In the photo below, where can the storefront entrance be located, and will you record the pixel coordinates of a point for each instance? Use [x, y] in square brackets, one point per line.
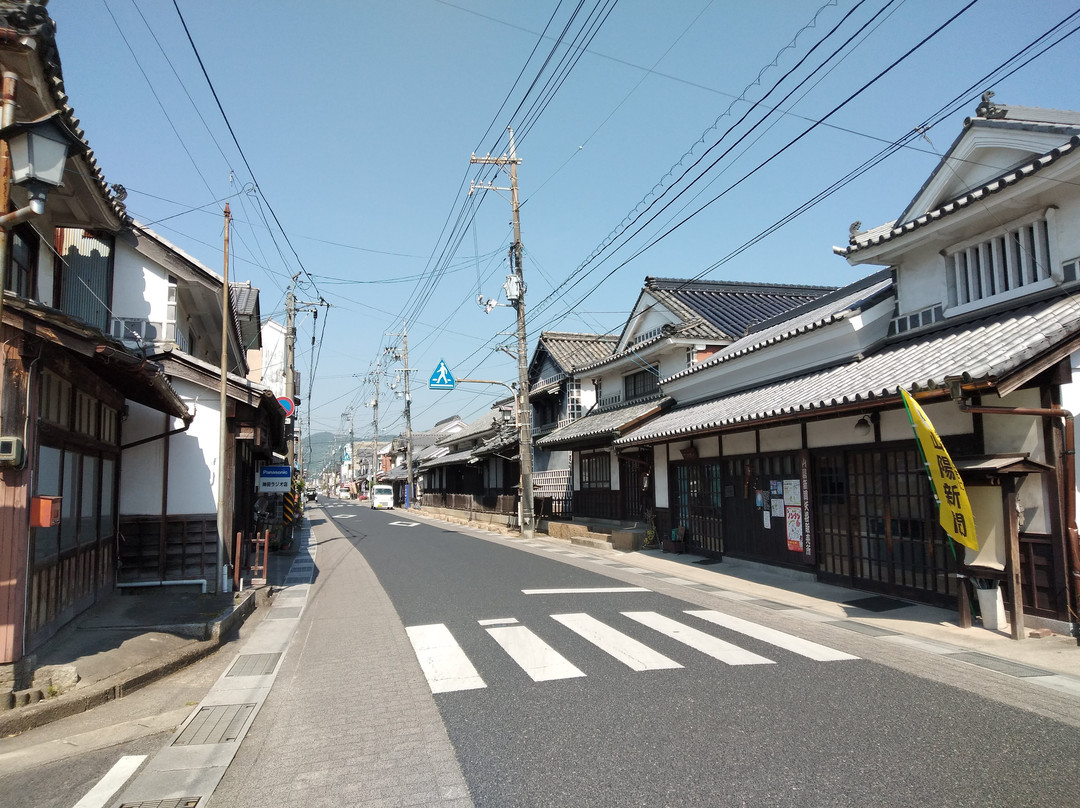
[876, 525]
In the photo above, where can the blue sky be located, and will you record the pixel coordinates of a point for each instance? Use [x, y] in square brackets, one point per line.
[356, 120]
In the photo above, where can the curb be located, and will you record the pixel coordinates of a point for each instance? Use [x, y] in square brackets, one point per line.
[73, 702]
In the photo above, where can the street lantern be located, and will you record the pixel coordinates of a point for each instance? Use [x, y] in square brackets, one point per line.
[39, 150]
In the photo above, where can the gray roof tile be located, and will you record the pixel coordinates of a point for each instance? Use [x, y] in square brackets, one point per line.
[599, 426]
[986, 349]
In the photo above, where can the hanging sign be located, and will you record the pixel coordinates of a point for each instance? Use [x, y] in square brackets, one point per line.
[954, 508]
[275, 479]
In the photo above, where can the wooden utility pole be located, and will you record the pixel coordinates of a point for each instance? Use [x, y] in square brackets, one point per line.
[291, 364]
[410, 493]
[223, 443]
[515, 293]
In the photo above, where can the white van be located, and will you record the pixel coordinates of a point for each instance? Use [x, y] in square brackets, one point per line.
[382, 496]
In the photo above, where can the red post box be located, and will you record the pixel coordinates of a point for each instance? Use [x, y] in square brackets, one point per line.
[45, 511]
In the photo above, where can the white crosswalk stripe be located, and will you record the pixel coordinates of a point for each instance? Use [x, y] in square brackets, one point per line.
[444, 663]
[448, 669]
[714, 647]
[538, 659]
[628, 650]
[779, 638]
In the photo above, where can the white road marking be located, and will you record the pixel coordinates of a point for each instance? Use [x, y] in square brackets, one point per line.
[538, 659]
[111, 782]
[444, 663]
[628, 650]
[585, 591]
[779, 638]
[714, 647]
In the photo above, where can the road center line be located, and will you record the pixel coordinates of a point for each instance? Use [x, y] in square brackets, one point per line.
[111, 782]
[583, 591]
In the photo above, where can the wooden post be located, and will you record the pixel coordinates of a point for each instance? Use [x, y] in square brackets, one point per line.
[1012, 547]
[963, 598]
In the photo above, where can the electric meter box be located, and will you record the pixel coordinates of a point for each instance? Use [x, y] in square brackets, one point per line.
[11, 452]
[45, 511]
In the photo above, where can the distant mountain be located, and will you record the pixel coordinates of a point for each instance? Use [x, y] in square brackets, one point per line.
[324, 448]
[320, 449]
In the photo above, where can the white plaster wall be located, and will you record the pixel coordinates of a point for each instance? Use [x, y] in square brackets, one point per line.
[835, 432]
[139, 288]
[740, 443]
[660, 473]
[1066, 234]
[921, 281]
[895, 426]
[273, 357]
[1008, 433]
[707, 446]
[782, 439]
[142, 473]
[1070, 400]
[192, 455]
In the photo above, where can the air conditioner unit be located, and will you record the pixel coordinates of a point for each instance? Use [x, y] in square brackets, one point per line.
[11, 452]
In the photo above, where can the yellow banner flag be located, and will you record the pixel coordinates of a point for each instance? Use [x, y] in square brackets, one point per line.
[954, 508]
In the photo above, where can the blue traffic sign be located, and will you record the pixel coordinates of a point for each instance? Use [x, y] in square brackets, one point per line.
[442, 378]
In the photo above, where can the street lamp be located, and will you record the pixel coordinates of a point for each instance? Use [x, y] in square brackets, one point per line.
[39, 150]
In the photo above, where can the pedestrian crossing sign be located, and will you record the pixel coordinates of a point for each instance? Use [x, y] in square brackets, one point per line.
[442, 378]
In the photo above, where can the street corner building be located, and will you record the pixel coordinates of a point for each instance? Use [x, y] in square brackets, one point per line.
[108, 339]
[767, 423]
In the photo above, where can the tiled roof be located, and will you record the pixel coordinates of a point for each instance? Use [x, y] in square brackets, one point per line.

****************

● **Aim of the exercise**: Only the text of the records belongs in your answer, repeated exactly; the pictures stay out.

● **Task result**:
In the photo below, where can the storefront entrance be located, and will you record the pixel coordinates of a point for each instance? Use [x, y] in square brackets, one point per line.
[876, 525]
In the photo above, where can the blue sky be located, and will you record the pixel coordinates of a point for each instance? Use [x, y] in square brackets, one point per line.
[356, 120]
In the photo above, where can the curb be located, and will you record the pixel coordinates of a point for each instance? Use [x, y] in square brackets, one point per line.
[73, 702]
In the photo above, where can the street lantern be located, and will you record the pixel coordinates of a point for each instance? Use [x, y] in square brackets, one point per line.
[39, 150]
In the photo above, where can the gray roof tile be located, and will you record the pixel coordinates of a point for each instance? Use [x, y] in square brackets, one point per line.
[599, 426]
[986, 349]
In the photo above, where can the hanging sign be located, and will you record the pixel coordinates of a point for each instance? Use [x, y] in square brackets, one point per line.
[954, 508]
[275, 479]
In the photo above, where can the wooden utility pole be located, and will you record the pixel coordinates of a point for each instance? Use [x, y] in square brackets, one point per line.
[291, 364]
[410, 493]
[223, 443]
[515, 293]
In the photo above, where can the white van be located, and will you record the pixel coordinates of a point for each instance? Use [x, y] in square brackets, one point per line.
[382, 496]
In the photo above, where can the red post box be located, and will you record the pixel coordinates of a point for each instance? Use [x, y] in square brackets, one point per line.
[45, 511]
In the photo above, where can the white crosswalk stripe be located, and will you record the pixel coordinates of a point for each instance? Use [x, y] in square brackets, one point per line.
[444, 663]
[448, 669]
[714, 647]
[538, 659]
[628, 650]
[779, 638]
In the photo above, where can the white road marking be located, and will you record the pixel coordinates of a point for each instance? Use [x, y] in square brackets, one point per line.
[538, 659]
[111, 782]
[444, 663]
[628, 650]
[585, 591]
[779, 638]
[714, 647]
In the photo above, where can the road center line be located, and will you record the pixel coordinates of a point for each instance? Use [x, y] in square brackets, one point per line.
[111, 782]
[583, 591]
In the photo above, where can the wooden post be located, and will you record the pixel coordinates of a point for each instance? Use [x, y] in square brackets, one point per line.
[1012, 547]
[963, 598]
In the photo above, where can the electric meter box be located, and will you record the pixel coordinates of a point for each instance? Use [x, y] in square brackets, one point per line.
[11, 452]
[45, 511]
In the photo above, where can the distant mountain be located, and will you record the pixel coordinates of a point for each instance? Use [x, y] in square brackets, one point per line.
[324, 448]
[320, 449]
In the photo above, where can the white plaster wall be located, and will you record the pixel coordinates of a point for each instance? Use [x, y] in square brackets, one point per line.
[835, 432]
[139, 288]
[740, 443]
[660, 473]
[1066, 234]
[921, 281]
[895, 426]
[273, 357]
[1008, 433]
[707, 446]
[782, 439]
[142, 473]
[1070, 400]
[192, 455]
In the photo above, where can the air conditioner unit be located, and will you record the pixel coordinates of a point for each instance? Use [x, y] in square brackets, one point per line.
[11, 452]
In the photo above, where can the yellow banner flag be located, and will you record the pixel coordinates of a point for each instance? Use [x, y] in square brackets, one point per line.
[954, 508]
In the photo above, where can the blue traffic sign be located, and will you record the pixel coordinates of a point for each instance? Use [x, y] in square brackets, one point per line.
[442, 378]
In the photo above, where can the street lamp be located, and will you record the pixel coordinates of a point for each instance? Use [x, y] in square brackets, one point per line.
[39, 150]
In the photo above, where can the pedestrian crossing sign be located, and will you record the pixel coordinates of a point for each instance? Use [x, y] in square brackets, one point per line.
[442, 378]
In the photo above, where can the street corner building be located, and will you record the pixel coordinates of a point for each instance? Use [x, y] in square brackets, one point per line.
[108, 339]
[767, 423]
In the photo above, where can the tiled roof be located, and will you record the pixel coordinates of a point for each instance? Use [x, y] in square brackets, one point per line.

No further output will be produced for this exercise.